(Spatial localization data)
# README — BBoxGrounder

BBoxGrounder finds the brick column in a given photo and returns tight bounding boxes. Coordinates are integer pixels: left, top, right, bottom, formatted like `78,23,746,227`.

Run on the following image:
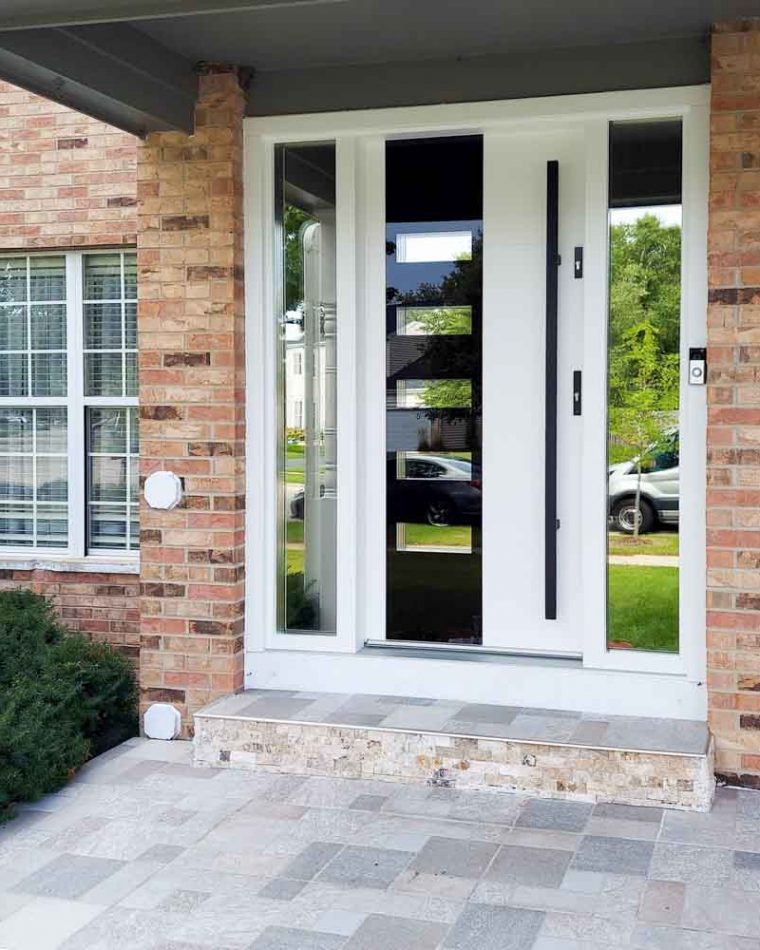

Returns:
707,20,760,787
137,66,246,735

* * *

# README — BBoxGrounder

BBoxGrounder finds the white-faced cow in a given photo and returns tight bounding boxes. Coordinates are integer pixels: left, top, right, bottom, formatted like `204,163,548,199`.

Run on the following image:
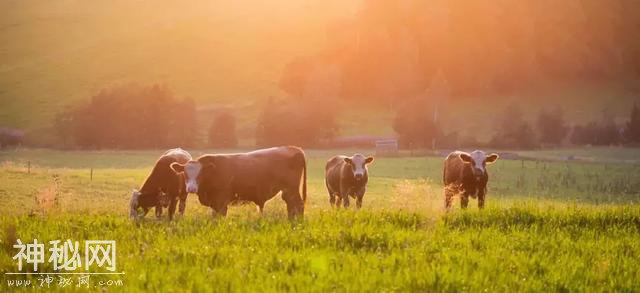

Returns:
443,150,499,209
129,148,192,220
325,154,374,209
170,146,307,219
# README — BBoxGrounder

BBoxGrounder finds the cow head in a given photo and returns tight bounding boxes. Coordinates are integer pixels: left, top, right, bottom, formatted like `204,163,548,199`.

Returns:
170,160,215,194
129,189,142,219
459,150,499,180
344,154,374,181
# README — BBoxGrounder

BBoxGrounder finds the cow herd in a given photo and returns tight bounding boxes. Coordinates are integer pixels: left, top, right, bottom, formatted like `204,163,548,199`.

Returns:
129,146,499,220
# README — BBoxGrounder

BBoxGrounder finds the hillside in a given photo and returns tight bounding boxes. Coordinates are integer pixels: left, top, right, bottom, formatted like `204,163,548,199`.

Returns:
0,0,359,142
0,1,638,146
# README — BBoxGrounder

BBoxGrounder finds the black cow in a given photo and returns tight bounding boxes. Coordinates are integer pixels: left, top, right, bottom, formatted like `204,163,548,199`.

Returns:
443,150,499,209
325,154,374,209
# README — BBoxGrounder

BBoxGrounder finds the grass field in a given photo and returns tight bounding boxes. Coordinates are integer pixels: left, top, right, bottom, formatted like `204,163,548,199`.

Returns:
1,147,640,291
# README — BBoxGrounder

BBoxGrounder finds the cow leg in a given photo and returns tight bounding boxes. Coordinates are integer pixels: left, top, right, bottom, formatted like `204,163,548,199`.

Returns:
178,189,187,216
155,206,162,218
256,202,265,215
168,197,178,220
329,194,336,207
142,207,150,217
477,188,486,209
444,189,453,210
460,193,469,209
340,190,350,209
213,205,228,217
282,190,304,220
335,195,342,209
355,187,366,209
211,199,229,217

> [ASSIGNED TASK] Look above for the line holding "BBoxGrounder finds the grass" and the line holding "BBoxGrounder finds the cow leg", then output exactly those two lines and every line between them, nothing more.

> [RESULT FOR THIS TASK]
BBoxGrounder finds the grass field in a given photo and returns tight bounding boxes. Coordinates are integer pixels: left, top, right, bottom, formatted like `204,163,548,199`.

Returns:
1,147,640,291
# README — BBoxGrounder

BBoxGrounder finds the cow leg in a given photo and returns tight bounding boxes. Coordinates are integer pixels: left, top, right, bottom, formatted like `204,163,548,199`.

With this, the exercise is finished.